**Work instructions**
[a] Using the hatch thread, answer each question on its own line:
(i) How many eggs were put in, and on what day and at what time?
(ii) Until what day does Apyl suggest waiting to candle?
(iii) After the recandle, how many eggs had good blood veins so far?
[b] From the hatch thread, copy out the part that opens with the words containing "I would stop" and closes with "5 to candle.", changing every "membrane" to "inner membrane".

# Update on my hatch.



## Chicks4me (Jan 21, 2013)

Okay. I put 24 eggs in on friday at 2pm. 
Today is day 3 and out of 24 eggs I have 21 left. 
3 of them had small cracks so I just decided to throw them instead of trying to do something like patch em up. I know it's only day 3 but I cracked them open to see if they had something in them by chance. the first one did not but the 2nd egg did have a small bit of blood in it. I guess it was fertile? the 3rd one didn't have anything. I ended up putting it down the toilet. I didn't know where to put them.


----------



## birdguy (Jan 15, 2013)

Make sure to wait a little longer is from what I heard, before you candle


----------



## Chicks4me (Jan 21, 2013)

Yeah.
I had 2 candle cuz of the cracks. I knew I had 2 eggs with cracks. But as I continued I saw a 3rd. Oh well. I have 21 eggs in. But as I was candling 4 cracks I realized that none of my ggs looked like what day 3 candled was supposed 2 look like. 

So I candled 4 more like 10 min ago. At least 1 is fertile cuz I saw some vines.


----------



## Apyl (Jun 20, 2012)

I would stop candleing them for a few days. Also just because there may be a small crack does not mean the membrane was torn. If the membrane is not torn you they may still hatch even without patching. I would wait till day 5 to candle.


----------



## robopetz (Oct 16, 2012)

I have hatched eggs that had cracks in them.


----------



## Chicks4me (Jan 21, 2013)

the cracks were too far gone.  
and they were infertile any way (except for 1). 
i recandled today so far 6 of them have good blood vains... not sure about the rest. i do hope that i do get more then 6
out of 21.

I also threw them away because I don't like taking chances. They could have exploded day 16 and all would be lost. I take precautions


----------



## twentynine (Jul 11, 2012)

You can hatch eggs with cracks, but I usually exclude them before putting them in the incubator.

**Rows**
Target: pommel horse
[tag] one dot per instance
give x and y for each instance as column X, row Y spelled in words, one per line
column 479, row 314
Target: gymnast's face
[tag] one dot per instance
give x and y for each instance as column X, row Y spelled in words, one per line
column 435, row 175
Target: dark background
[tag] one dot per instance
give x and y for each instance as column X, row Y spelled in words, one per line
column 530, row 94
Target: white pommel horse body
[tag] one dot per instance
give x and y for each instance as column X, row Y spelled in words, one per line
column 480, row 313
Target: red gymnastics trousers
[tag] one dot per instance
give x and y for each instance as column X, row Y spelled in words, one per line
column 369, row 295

**Answers given**
[a]
(i) 24 eggs, on Friday at 2pm.
(ii) Day 5.
(iii) 6.

[b]
I would stop candleing them for a few days. Also just because there may be a small crack does not mean the inner membrane was torn. If the inner membrane is not torn you they may still hatch even without patching. I would wait till day 5 to candle.